TDOT spokesperson Mark Nagi told the Knoxville News Sentinel that the department "greatly apologizes for" sending the bill, which was sent due to "a mistake somewhere in processing." He continued that TDOT would explain the error to the family in a followup letter along with the assurance that they do not have to pay the fee — but the Eimers family says the letter isn't the only thing TDOT has to explain.

According to the Knoxville News Sentinel, Hannah was driving her father's 2000 Volvo S80 to school on November 1, 2016, when the car drove into the median and hit the end of a guardrail on the driver's side door. But rather than crumple or telescope like guardrails are supposed to do upon impact, it impaled the car and hit Hannah in the chest and head. She was pushed to the back seat and killed on impact.

"It should have been, at worst, a minor-injury accident with property damage — probably little to no injury," Steve, an emergency medical technician who has seen many highway crashes, told the Washington Post. "The girl that was with her in the other seat had a little, tiny cut."

Natural-language object grounding records:

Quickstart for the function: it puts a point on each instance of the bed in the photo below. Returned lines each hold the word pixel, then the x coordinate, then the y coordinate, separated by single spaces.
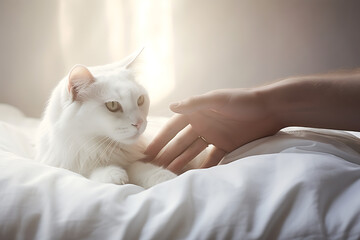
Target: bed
pixel 299 184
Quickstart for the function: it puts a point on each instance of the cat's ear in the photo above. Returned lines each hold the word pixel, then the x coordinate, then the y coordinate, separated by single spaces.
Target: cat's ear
pixel 79 79
pixel 132 60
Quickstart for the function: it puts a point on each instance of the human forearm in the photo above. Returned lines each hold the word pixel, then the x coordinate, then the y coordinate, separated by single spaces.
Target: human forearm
pixel 323 101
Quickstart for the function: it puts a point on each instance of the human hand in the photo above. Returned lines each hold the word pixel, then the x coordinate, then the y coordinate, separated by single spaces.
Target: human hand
pixel 226 118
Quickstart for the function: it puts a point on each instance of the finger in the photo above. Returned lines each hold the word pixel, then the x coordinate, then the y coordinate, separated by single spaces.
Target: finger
pixel 196 103
pixel 214 157
pixel 189 154
pixel 176 147
pixel 171 129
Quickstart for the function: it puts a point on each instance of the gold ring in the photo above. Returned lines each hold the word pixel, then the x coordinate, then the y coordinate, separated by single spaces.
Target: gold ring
pixel 202 138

#### List of tasks:
1/ Translate this sentence from the guardrail crash text into Spanish: "She was pushed to the back seat and killed on impact."
2/ According to the guardrail crash text, what car was Hannah driving to school on November 1, 2016?

#### Expected results:
1/ Fue empujada al asiento trasero y murió en el impacto.

2/ Her father's 2000 Volvo S80.